## Fragmento del documento
========================================

Sobreviven
las mentiras de Hiroshima como apoyo a
los crímenes de guerra del siglo XX
Por
John Pilger (*)
The Guardian, 06/08/08
Rebelión, 08/08/08
Traducido
por Ángel Ferrero
Cuando
fui por primera vez a Hiroshima en 1967, su sombra todavía
estaba ahí. Era la impresión casi perfecta de una persona
descansando: inclinada, con las piernas separadas, y una
mano en la cintura mientras, sentada, esperaba a que abriera
el banco. A las ocho y cuarto de la mañana del 6 de agosto
de 1945, ella y su silueta fueron grabadas a fuego en el
granito. Estuve contemplando la sombra durante una hora o más,
luego caminé hacia el río y me encontré con un hombre
llamado Yukio, en cuyo pecho quedó grabado el dibujo de la
camisa que vestía cuando fue arrojada la bomba atómica.
Él
y su familia vivían todavía en una casucha que fue
levantada por el polvo de un desierto atómico. Describió
el resplandor sobre la ciudad que siguió a la bomba como
“una luz azulada, algo parecido a un cortocircuito”,
después del cuál se produjo un tornado y empezó a caer
una lluvia negra. “Me arrojó al suelo y me di cuenta de
que de mis flores solamente quedaban los tallos. Todo se
quedó quieto y en silencio, y cuando me levanté, había
gente desnuda, sin decir nada. Algunos de ellos no tenían
ni piel ni pelo. Estaba seguro de haber muerto.” Nueve años
después, cuando volví a buscarle, había muerto de
leucemia.

========================================

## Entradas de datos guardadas
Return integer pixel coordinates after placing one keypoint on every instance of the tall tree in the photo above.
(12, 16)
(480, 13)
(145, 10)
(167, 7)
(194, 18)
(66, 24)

========================================

## Ejercicio
Pasa al inglés esta oración del texto sobre Hiroshima: "Él y su familia vivían todavía en una casucha que fue levantada por el polvo de un desierto atómico."

## Respuesta
He and his family were still living in a shack that had been put up out of the dust of an atomic desert.